# DATA SHOWN

******

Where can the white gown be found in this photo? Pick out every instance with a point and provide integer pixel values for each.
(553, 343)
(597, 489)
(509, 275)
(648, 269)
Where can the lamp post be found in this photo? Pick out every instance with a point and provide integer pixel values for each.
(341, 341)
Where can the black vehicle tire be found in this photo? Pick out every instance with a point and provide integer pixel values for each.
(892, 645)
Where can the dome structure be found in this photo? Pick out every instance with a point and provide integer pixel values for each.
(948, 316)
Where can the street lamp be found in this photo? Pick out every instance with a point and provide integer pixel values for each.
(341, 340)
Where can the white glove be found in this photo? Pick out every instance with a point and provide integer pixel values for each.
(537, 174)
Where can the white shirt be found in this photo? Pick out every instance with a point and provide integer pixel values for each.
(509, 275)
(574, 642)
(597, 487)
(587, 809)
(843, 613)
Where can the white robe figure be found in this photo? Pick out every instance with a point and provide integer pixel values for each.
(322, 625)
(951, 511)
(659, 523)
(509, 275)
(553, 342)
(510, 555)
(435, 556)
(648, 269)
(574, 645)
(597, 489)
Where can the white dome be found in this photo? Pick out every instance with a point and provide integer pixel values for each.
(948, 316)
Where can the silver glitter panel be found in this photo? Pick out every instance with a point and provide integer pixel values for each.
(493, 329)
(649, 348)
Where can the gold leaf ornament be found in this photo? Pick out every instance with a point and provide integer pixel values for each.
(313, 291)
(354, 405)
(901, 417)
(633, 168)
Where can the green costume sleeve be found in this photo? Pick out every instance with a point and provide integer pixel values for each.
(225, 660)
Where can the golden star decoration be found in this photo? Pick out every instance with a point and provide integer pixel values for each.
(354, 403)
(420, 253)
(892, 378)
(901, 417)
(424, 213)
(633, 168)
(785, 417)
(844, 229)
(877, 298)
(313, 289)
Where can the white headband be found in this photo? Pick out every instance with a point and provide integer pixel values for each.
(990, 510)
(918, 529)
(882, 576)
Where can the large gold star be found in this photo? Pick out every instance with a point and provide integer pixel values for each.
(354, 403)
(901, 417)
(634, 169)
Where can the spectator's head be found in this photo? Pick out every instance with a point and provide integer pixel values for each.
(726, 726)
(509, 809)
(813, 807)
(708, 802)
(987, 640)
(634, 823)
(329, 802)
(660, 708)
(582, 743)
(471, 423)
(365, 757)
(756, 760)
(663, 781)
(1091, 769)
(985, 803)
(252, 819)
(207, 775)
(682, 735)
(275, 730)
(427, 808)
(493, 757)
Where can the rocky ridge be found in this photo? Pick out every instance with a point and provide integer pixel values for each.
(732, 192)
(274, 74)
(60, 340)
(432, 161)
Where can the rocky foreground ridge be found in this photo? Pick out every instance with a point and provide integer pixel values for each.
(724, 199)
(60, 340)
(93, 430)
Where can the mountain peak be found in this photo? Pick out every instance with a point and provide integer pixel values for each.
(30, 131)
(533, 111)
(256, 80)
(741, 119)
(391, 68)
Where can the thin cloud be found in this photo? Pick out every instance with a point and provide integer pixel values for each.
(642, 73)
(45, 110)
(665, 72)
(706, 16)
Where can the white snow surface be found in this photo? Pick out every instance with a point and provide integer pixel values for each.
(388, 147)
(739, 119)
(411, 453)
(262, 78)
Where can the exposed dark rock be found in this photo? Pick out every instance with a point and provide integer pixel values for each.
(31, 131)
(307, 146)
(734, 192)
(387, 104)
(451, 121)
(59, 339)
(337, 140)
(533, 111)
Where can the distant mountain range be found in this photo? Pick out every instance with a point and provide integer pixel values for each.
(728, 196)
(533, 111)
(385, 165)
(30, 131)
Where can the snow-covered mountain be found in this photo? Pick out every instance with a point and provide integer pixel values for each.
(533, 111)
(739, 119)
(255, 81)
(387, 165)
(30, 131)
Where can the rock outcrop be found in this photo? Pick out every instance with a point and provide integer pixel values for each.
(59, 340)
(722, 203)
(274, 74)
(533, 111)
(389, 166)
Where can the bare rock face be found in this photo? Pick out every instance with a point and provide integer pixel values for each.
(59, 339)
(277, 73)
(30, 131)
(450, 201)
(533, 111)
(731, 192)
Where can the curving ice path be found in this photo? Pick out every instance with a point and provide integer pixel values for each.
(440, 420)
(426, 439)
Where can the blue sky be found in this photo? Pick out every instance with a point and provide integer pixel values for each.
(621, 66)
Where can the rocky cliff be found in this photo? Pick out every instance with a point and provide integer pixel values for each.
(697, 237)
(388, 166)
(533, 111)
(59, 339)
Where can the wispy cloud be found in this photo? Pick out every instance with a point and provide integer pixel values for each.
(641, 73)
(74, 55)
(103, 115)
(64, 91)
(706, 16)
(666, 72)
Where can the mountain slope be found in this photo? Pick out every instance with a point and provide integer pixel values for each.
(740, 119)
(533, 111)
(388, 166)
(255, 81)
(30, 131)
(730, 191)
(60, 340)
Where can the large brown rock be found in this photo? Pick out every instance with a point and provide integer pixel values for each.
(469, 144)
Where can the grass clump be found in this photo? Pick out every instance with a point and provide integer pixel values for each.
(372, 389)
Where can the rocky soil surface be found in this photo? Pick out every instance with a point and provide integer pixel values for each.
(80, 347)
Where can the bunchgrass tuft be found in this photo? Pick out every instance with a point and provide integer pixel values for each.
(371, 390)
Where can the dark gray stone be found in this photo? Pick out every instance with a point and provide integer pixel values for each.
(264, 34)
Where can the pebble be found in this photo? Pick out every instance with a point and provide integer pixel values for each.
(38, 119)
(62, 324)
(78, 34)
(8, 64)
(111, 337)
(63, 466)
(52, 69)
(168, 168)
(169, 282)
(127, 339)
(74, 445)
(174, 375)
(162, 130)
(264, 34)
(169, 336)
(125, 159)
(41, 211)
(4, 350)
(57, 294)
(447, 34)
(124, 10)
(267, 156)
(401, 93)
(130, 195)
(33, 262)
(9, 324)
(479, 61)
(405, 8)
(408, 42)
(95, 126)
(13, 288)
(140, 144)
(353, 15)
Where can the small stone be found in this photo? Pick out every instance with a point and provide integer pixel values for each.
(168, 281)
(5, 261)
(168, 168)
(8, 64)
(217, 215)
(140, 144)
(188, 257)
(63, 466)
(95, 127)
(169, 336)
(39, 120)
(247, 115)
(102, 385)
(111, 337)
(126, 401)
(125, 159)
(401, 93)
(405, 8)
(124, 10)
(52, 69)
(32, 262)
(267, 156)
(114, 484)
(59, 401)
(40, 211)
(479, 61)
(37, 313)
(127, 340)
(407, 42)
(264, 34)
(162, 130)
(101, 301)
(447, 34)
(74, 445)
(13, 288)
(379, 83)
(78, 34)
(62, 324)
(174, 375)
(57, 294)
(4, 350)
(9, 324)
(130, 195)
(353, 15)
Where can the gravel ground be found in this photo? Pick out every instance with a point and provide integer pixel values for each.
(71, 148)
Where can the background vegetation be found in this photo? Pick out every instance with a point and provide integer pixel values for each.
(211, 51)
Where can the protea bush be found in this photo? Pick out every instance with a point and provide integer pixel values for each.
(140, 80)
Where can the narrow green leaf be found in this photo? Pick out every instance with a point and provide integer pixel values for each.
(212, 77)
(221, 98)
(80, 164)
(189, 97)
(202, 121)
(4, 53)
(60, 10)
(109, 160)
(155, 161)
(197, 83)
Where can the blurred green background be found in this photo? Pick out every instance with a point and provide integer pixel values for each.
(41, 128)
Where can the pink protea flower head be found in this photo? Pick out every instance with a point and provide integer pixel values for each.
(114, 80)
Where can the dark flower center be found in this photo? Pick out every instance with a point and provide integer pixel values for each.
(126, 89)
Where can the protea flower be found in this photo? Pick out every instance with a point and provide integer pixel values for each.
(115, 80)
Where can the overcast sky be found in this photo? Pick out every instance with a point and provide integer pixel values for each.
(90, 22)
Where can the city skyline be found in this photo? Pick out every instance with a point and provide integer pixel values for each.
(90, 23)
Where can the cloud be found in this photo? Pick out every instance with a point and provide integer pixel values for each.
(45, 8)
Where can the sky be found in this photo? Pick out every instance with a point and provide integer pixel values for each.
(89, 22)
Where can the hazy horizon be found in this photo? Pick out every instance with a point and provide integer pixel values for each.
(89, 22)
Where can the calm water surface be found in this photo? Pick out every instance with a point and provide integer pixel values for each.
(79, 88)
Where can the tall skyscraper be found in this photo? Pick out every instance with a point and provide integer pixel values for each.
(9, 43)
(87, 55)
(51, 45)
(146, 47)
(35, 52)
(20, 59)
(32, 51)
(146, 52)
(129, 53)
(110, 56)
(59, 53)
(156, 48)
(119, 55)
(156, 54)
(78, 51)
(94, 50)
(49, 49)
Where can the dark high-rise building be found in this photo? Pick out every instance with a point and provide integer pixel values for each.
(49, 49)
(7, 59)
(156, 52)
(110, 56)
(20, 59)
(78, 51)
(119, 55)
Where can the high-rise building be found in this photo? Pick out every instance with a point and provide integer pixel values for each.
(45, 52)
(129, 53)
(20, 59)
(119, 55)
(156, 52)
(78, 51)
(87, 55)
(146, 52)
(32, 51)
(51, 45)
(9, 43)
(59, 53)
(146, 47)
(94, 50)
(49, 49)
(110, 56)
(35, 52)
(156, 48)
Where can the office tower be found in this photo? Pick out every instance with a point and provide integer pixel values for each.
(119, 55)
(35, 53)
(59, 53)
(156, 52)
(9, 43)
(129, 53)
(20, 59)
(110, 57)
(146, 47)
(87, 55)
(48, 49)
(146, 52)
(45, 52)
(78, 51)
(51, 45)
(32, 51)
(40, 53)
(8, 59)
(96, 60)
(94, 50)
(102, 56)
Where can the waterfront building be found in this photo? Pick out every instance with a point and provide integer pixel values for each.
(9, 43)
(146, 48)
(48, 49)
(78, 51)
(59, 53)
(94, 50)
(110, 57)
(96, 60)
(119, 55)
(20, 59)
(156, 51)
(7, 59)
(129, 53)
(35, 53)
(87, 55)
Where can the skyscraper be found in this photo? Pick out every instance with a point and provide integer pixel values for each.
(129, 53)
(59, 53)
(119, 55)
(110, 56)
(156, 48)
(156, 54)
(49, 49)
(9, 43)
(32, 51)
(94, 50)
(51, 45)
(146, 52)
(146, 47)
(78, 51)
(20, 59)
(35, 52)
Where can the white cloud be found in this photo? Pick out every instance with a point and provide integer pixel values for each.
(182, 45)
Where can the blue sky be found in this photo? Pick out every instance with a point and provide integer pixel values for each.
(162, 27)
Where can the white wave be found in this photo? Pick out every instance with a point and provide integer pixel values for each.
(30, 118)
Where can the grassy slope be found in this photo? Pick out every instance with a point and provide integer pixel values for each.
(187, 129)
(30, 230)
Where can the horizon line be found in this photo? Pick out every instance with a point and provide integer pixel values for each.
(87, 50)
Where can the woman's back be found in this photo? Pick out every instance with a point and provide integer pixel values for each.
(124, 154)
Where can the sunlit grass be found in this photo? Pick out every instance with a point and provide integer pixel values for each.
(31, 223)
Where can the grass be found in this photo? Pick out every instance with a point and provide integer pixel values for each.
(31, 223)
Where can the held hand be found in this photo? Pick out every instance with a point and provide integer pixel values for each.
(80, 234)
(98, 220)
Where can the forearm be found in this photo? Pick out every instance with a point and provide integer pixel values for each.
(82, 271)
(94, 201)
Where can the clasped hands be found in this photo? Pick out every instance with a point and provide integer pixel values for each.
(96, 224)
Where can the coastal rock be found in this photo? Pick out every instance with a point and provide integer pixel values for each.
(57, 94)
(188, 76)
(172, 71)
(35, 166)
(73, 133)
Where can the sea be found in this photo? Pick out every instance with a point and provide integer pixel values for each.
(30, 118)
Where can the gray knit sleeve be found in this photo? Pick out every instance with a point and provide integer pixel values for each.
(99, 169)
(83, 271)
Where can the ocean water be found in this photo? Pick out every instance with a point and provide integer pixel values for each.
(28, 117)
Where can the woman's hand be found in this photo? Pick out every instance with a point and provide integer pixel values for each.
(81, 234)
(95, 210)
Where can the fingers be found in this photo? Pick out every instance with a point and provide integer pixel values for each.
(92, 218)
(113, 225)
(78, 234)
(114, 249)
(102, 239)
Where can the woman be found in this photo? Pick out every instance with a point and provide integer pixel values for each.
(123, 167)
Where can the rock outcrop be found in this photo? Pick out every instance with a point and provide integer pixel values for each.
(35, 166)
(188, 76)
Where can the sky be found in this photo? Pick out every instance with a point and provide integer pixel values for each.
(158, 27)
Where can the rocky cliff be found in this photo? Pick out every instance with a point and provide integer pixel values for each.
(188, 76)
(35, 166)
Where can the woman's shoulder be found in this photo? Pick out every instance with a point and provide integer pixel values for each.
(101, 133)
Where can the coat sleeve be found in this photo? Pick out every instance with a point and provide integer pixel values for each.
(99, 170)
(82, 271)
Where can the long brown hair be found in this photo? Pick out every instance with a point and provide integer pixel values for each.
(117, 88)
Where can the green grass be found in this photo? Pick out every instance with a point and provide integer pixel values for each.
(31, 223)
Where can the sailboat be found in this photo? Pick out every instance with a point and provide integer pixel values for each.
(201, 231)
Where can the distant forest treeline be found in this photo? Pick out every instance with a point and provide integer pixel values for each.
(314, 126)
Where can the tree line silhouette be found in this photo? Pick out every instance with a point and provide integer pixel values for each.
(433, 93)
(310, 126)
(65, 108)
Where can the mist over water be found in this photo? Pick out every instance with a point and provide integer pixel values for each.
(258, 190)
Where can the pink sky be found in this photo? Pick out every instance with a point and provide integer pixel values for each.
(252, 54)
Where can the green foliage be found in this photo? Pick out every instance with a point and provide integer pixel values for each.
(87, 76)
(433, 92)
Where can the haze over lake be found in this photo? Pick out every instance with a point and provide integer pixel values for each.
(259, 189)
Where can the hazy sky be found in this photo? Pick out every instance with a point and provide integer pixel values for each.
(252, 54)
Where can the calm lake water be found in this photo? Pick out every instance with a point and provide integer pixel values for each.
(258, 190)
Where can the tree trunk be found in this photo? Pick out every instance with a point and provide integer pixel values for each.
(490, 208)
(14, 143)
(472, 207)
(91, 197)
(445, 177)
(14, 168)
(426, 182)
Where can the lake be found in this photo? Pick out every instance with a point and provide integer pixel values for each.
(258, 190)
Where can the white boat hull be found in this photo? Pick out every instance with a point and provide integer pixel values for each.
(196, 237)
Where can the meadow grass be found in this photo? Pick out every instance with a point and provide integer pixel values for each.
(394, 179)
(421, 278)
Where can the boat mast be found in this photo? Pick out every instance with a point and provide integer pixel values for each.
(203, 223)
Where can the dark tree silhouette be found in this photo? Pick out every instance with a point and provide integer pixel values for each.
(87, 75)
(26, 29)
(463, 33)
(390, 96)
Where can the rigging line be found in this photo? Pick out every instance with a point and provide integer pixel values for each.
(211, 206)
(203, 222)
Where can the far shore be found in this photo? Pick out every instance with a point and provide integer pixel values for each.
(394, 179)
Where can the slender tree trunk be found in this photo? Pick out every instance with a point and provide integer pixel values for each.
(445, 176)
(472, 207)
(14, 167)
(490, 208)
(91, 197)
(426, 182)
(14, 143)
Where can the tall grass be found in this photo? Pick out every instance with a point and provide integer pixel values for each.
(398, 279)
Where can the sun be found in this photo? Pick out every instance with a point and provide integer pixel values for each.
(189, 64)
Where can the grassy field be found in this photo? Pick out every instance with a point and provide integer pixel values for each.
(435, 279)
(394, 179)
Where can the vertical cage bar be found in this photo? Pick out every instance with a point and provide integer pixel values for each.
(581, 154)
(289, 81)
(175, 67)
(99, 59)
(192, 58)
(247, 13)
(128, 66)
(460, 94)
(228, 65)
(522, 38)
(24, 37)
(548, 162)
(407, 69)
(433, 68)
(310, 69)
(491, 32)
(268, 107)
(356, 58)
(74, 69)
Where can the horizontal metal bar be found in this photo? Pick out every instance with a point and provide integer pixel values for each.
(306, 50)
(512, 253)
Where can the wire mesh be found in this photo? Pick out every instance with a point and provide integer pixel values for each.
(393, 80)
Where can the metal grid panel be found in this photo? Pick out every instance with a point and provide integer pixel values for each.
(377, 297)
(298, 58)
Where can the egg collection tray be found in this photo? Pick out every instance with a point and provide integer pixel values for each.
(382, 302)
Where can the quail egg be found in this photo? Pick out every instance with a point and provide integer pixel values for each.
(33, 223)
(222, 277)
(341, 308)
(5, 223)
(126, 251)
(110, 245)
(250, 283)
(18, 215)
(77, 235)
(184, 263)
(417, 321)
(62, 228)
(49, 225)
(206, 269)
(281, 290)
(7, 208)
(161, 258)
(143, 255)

******

# WORK TO DO
Could you reproduce the rows from the one containing "Where can the horizontal" through the final row, both included and requests and all, shifting every x and y coordinate in the answer points by -97?

# RESULT OF THIS TASK
Where can the horizontal metal bar be found in this photo? Pick out every instance with a point and provide integer pixel values for each.
(209, -47)
(415, 156)
Where can the wire mesh be found in this photo? Pick out every instance with a point and provide integer pixel values for each.
(296, -17)
Where can the metal grid panel be found in this photo? Pick out every instance with a point and provide integer pixel values for each.
(280, 200)
(201, -39)
Where can the egg collection tray be found in this photo? Pick out every instance with a point and provide integer pixel values for each.
(285, 205)
Where can the quail egg be found in this photo? Pick out every instance with a point and provide integer pixel values for each.
(-64, 126)
(125, 180)
(244, 211)
(-92, 126)
(29, 154)
(13, 148)
(153, 186)
(-79, 118)
(-20, 138)
(87, 166)
(320, 224)
(-35, 131)
(-48, 128)
(109, 172)
(184, 193)
(-90, 111)
(64, 161)
(46, 158)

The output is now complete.